*PAGE*.
_ _ _ _

Cleaning Data Exercises#
In this exercise, we’ll be returning to the American Community Survey data we used previously to measuring racial income inequality in the United States. In today’s exercise, we’ll be using it to measure the returns to education and how those returns vary by race and gender.
Gradescope Autograding#
Please follow all standard guidance for submitting this assignment to the Gradescope autograder, including storing your solutions in a dictionary called results
and ensuring your notebook runs from the start to completion without any errors.
For this assignment, please name your file exercise_cleaning.ipynb
before uploading.
You can check that you have answers for all questions in your results
dictionary with this code:
assert set(results.keys()) == {
"ex5_age_young",
"ex5_age_old",
"ex7_avg_age",
"ex8_avg_age",
"ex9_num_college",
"ex11_share_male_w_degrees",
"ex11_share_female_w_degrees",
"ex12_comparing",
}
Submission Limits#
Please remember that you are only allowed three submissions to the autograder. Your last submission (if you submit 3 or fewer times), or your third submission (if you submit more than 3 times) will determine your grade Submissions that error out will not count against this total.
Exercises#
Exercise 1#
For these cleaning exercises, we’ll return to the ACS data we’ve used before one last time. We’ll be working with US_ACS_2017_10pct_sample.dta
. Import the data (please use url for the autograder).
Exercise 2#
For our exercises today, we’ll focus on age
, sex
, educ
(education), and inctot
(total income). Subset your data to those variables, and quickly look at a sample of 10 rows.
Exercise 3#
As before, all the values of 9999999
have the potential to cause us real problems, so replace all the values of inctot
that are 9999999
with np.nan
.
Exercise 4#
Attempt to calculate the average age of people in our data. What do you get? Why are you getting that error?
You should get an error in trying to answer this question, but PLEASE LEAVE THE CODE THAT GENERATES THIS ERROR COMMENTED OUT SO YOUR NOTEBOOK WILL RUN IN THE AUTOGRADER.
Then talk about the error in a markdown cell.
Exercise 5#
We want to be able to calculate things using age, so we need it to be a numeric type. Check the current type of age
, and look at all the values of age
to figure out why it’s categorical and not numeric. You should find two problematic categories. Store the values of these categories in "ex5_age_young"
and "ex5_age_old"
(once you find them, it should be clear which is which).
Exercise 6#
In order to convert age
into a numeric variable, we need to replace those problematic entries with values that pandas
can later convert into numbers. Pick appropriate substitutions for the existing values and replace the current values.

_ _ _ _

*DATASET SECTION*.

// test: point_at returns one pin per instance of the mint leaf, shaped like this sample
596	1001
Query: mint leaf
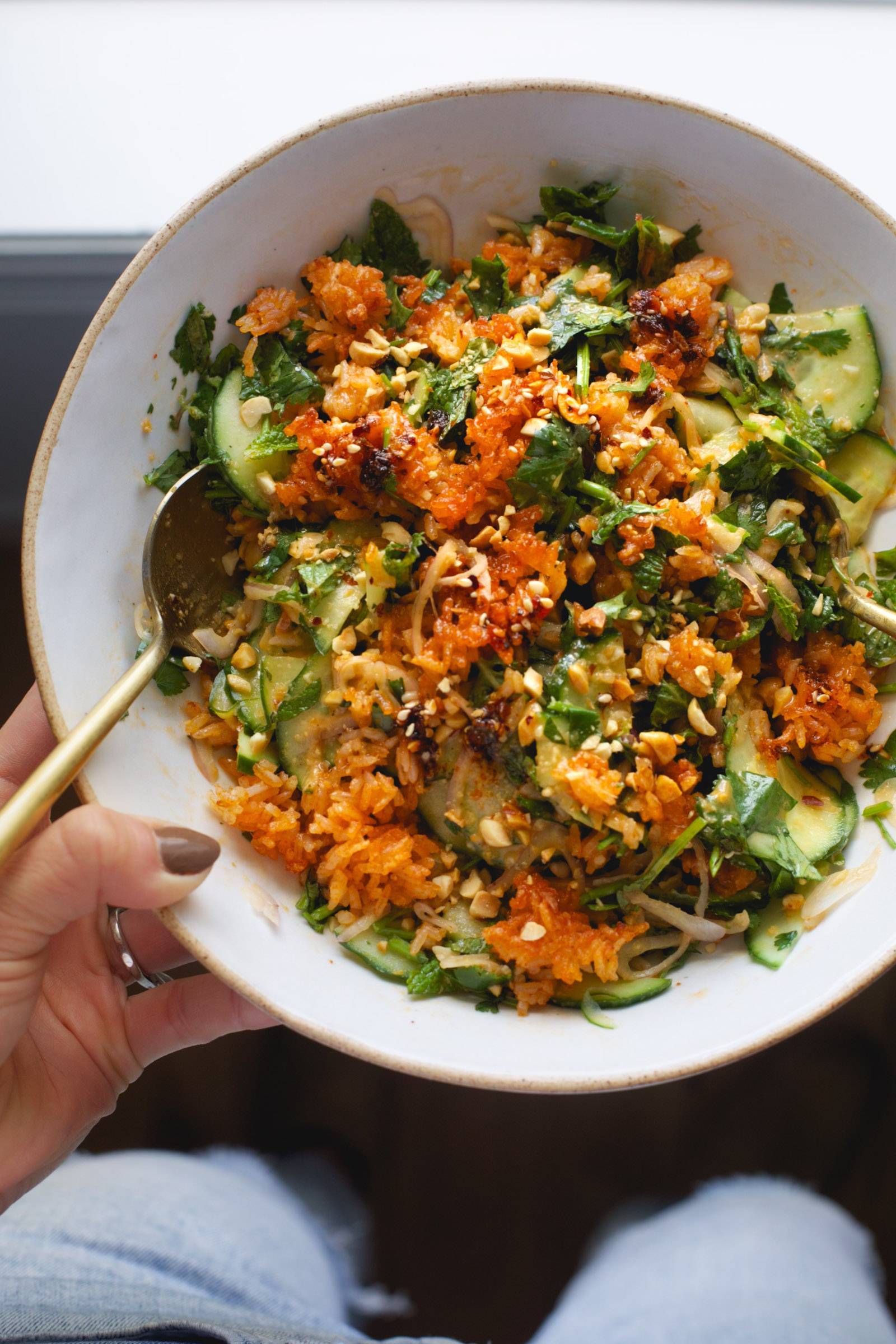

_ _ _ _

*EXERCISE PROMPT*.
Pick up the data-cleaning exercise page after its last sentence and continue it. The material above is separate from the data-cleaning exercise page.

*OUTPUT FOR THIS EXERCISE*.
Hint 1: Categorical variables act like strings, so you might want to use string methods!
Hint 2: Remember that characters like parentheses, pluses, asterisks, etc. are special in Python strings, and you have to escape them if you want them to be interpreted literally!
Hint 3: Because the US Census has been conducted regularly for hundreds of years but exactly how the census has been conducted have occasionally changed, variables are sometimes coded in a way that might be interpreted in different ways for different census years. For example, hypothetically, one might write 90 (90+ in 1980 and 1990)
if the Censuses conducted in 1980 and 1990 used to top-code age at 90 (any values over 90 were just coded as 90), but more recent Censuses no longer top-coded age and recorded ages over 90 as the respondents actual age.
Exercise 7#
Now convert age from a categorical to numeric. Calculate the average age amoung this group, and store it in "ex7_avg_age"
.
Exercise 8#
Let’s now filter out anyone in our data whose age is less than 18. Note that before made age
a numeric variable, we couldn’t do this! Again, calculate the average age and this time store it in "ex8_avg_age"
.
Use this sample of people 18 and over for all subsequent exercises.
Exercise 9#
Create an indicator variable for whether each person has at least a college Bachelor’s degree called college_degree
. Use this variable to calculate the number of people in the dataset with a college degree. You may assume that to get a college degree you need to complete at least 4 years of college. Save the result as "ex9_num_college"
.
Exercise 10#
Let’s examine how the educational gender gap. Use pd.crosstab
to create a cross-tabulation of sex
and college_degree
. pd.crosstab
will give you the number of people who have each combination of sex
and college_degree
(so in this case, it will give us a 2x2 table with Male and Female as rows, and college_degree
True and False as columns, or vice versa.
Exercise 11#
Counts are kind of hard to interpret. pd.crosstab
can also normalize values to give percentages. Look at the pd.crosstab
help file to figure out how to normalize the values in the table. Normalize them so that you get the share of men with and without college degree, and the share of women with and without college degrees.
Store the share (between 0 and 1) of men with college degrees in "ex11_share_male_w_degrees"
, and the share of women with degrees in "ex11_share_female_w_degrees"
.
Exercise 12#
Now, let’s recreate that table for people who are 40 and over and people under 40. Over time, what does this suggest about the absolute difference in the share of men and women earning college degrees? Has it gotten larger, stayed the same, or gotten smaller? Store your answer (either "the absolute difference has increased"
or "the absolute difference has decreased"
) in "ex12_comparing"
.
Exercise 13#
In words, what is causing the change noted in Exercise 12 (i.e., looking at the tables above, tell me a story about Men and Women’s College attainment).
Want More Practice?#
Calculate the educational racial gap in the United States for White Americans, Black Americans, Hispanic Americans, and other groups.
Note that to do these calculations, you’ll have to deal with the fact that unlike most Americans, the American Census Bureau treats “Hispanic” not as a racial category, but a linguistic one. As a result, the racial category “White” in race
actually includes most Hispanic Americans. For this analysis, we wish to work with the mutually exclusive categories of “White, non-Hispanic”, “White, Hispanic”, “Black (Hispanic or non-Hispanic)”, and a category for everyone else.